--- Материал к заданию ---

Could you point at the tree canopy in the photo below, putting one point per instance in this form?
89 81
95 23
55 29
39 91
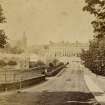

---

Выпишите все строки выше, в которых есть слово «canopy». Регистр букв имеет значение.

**Ответ к заданию**:
Could you point at the tree canopy in the photo below, putting one point per instance in this form?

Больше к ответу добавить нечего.